[Requirement]
The records below must be transcribed exactly. Do not include the pictures.

[Start of Attachment]

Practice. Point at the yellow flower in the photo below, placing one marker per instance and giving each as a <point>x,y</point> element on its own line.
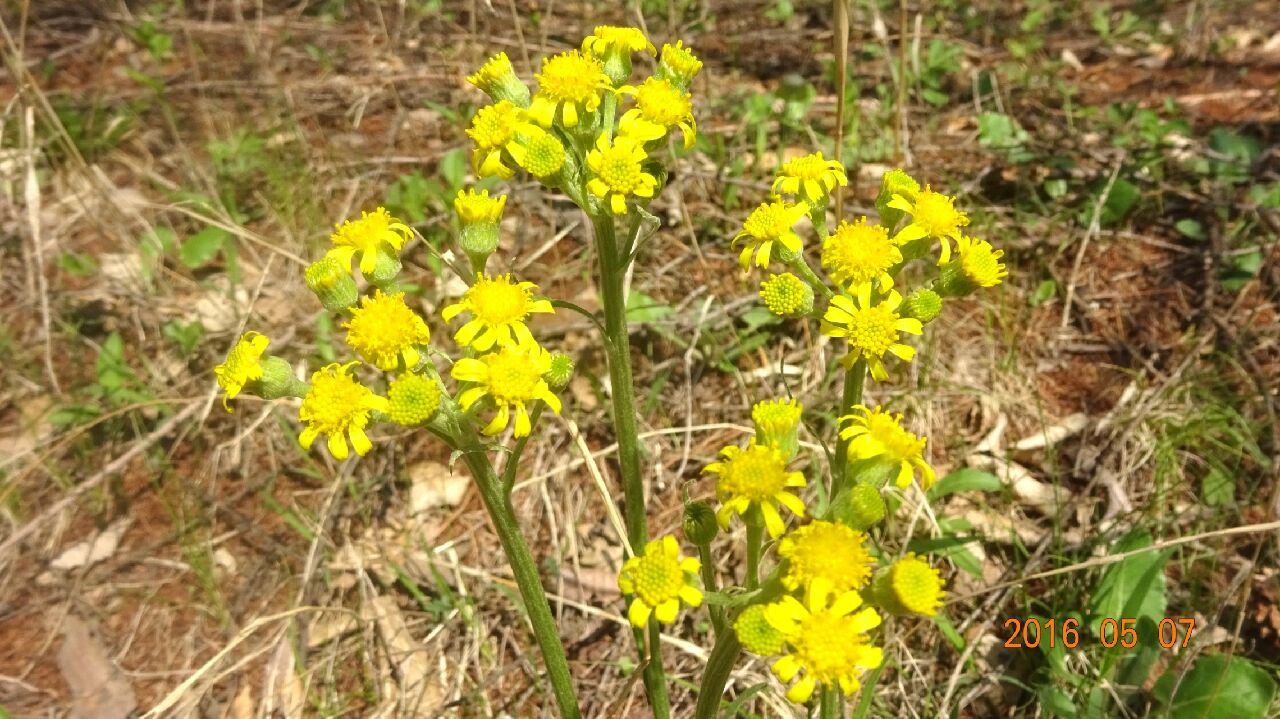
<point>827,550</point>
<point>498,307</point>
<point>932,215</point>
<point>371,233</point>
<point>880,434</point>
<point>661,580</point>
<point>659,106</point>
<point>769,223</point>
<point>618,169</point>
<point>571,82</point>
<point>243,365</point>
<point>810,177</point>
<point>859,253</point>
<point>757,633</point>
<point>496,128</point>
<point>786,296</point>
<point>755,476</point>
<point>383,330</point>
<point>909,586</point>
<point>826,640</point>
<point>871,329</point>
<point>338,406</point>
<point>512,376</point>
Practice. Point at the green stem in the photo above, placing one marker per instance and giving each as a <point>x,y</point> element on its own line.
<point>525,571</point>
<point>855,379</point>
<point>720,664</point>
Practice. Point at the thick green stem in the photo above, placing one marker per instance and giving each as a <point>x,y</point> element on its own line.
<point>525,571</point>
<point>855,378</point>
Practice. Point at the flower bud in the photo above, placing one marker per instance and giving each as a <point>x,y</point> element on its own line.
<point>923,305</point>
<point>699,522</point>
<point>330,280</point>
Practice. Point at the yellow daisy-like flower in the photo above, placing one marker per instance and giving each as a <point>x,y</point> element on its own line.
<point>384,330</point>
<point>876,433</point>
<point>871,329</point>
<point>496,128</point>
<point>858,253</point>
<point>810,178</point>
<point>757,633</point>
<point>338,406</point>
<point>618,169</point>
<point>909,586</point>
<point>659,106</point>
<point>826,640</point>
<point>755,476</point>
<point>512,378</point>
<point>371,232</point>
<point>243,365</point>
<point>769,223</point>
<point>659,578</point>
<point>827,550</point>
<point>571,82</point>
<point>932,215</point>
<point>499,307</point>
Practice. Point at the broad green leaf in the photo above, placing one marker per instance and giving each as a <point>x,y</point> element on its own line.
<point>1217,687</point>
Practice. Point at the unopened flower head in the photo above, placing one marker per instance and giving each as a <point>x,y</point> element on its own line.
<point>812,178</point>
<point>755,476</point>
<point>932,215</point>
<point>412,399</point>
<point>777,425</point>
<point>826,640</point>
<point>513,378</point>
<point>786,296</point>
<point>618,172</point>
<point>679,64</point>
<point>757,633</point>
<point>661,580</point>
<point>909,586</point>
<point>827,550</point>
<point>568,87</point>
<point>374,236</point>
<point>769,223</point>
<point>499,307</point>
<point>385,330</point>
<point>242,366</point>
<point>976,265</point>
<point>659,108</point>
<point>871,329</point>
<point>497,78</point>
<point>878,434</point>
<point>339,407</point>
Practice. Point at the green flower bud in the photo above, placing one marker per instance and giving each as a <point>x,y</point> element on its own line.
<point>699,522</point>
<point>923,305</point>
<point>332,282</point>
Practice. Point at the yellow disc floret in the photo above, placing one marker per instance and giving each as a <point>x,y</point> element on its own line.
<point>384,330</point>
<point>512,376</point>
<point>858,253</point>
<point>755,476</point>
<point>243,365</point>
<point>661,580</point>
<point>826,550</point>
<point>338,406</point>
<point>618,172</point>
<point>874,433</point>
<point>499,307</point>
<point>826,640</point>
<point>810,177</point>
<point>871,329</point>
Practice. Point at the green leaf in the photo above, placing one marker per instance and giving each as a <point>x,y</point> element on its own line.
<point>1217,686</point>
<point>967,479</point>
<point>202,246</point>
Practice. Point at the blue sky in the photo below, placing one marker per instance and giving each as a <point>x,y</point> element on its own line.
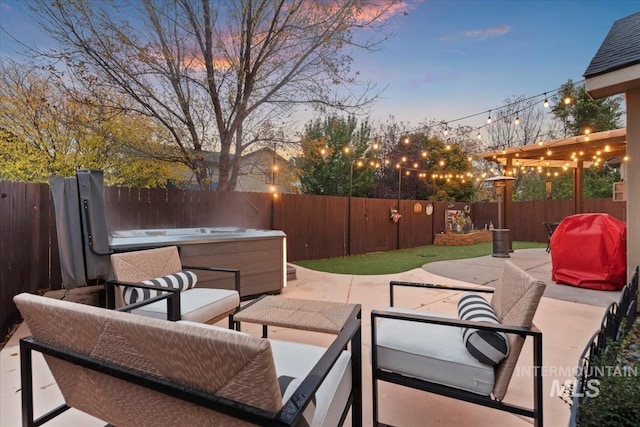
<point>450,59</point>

[End of Attachment]

[Exercise solution]
Practice. Point at the yellow flower in the photo below, placing one marker per instance and giving each as a <point>x,y</point> element on its own line.
<point>827,550</point>
<point>498,307</point>
<point>932,215</point>
<point>371,233</point>
<point>880,434</point>
<point>661,580</point>
<point>659,106</point>
<point>769,223</point>
<point>618,169</point>
<point>571,82</point>
<point>243,365</point>
<point>810,177</point>
<point>859,253</point>
<point>757,633</point>
<point>496,128</point>
<point>786,296</point>
<point>755,476</point>
<point>383,330</point>
<point>909,586</point>
<point>826,640</point>
<point>871,329</point>
<point>338,406</point>
<point>512,376</point>
Practice. Point at the green stem in the photo above, placing one marker per instance and giving each as a <point>x,y</point> element on its own line.
<point>525,571</point>
<point>855,379</point>
<point>720,664</point>
Practice. Point at the thick green stem in the photo above, placing one marker per instance and giving each as a <point>x,y</point> element on its own line.
<point>525,571</point>
<point>855,378</point>
Practice. Point at the flower bud in the photo above, placing one marker per instance and giving each as a <point>x,y</point> element on its own line.
<point>923,305</point>
<point>699,522</point>
<point>330,280</point>
Practice. Point at the yellow daisy-like flower in the photo above, placing one marker per instance and giving each as a <point>x,y</point> element on its own line.
<point>384,330</point>
<point>876,433</point>
<point>871,329</point>
<point>496,128</point>
<point>858,253</point>
<point>810,178</point>
<point>757,633</point>
<point>338,406</point>
<point>618,169</point>
<point>909,586</point>
<point>659,106</point>
<point>826,640</point>
<point>755,476</point>
<point>512,378</point>
<point>371,232</point>
<point>243,365</point>
<point>769,223</point>
<point>659,578</point>
<point>827,550</point>
<point>571,82</point>
<point>932,215</point>
<point>499,307</point>
Practice. Point at the broad green leaf in the photo above, placing one marker per instance and giving each as a <point>x,y</point> element on its own line.
<point>1217,687</point>
Practice. Point at the unopened flower head in the photo above, placing one marker per instance and giving each as a <point>x,y</point> element on its own line.
<point>812,178</point>
<point>755,476</point>
<point>932,215</point>
<point>412,399</point>
<point>777,425</point>
<point>826,640</point>
<point>513,378</point>
<point>786,296</point>
<point>618,172</point>
<point>679,64</point>
<point>757,633</point>
<point>661,580</point>
<point>909,586</point>
<point>827,550</point>
<point>568,87</point>
<point>374,236</point>
<point>769,223</point>
<point>499,307</point>
<point>385,330</point>
<point>242,366</point>
<point>976,265</point>
<point>659,108</point>
<point>871,329</point>
<point>497,78</point>
<point>878,434</point>
<point>339,407</point>
Practice. Point at the green flower bud in the photo above, placing one marker per instance and giving each as a <point>x,y</point> element on its own line.
<point>699,522</point>
<point>923,305</point>
<point>332,282</point>
Practice. Point at the yellow disc floret in the photo above, placing one marker per instance and giving each as a <point>x,y</point> element on its own line.
<point>384,330</point>
<point>512,376</point>
<point>858,253</point>
<point>755,476</point>
<point>243,365</point>
<point>661,580</point>
<point>826,550</point>
<point>338,406</point>
<point>618,172</point>
<point>874,433</point>
<point>499,307</point>
<point>826,640</point>
<point>810,177</point>
<point>871,329</point>
Practice. Point at the green leaf in the photo above, placing one marker per instance and giving each as a <point>x,y</point> element on its own line.
<point>1217,686</point>
<point>967,479</point>
<point>202,246</point>
Practice. Point at the blue sky in the photo below, placing one marker per instance and giving each as a <point>x,y</point> element on its own line.
<point>450,59</point>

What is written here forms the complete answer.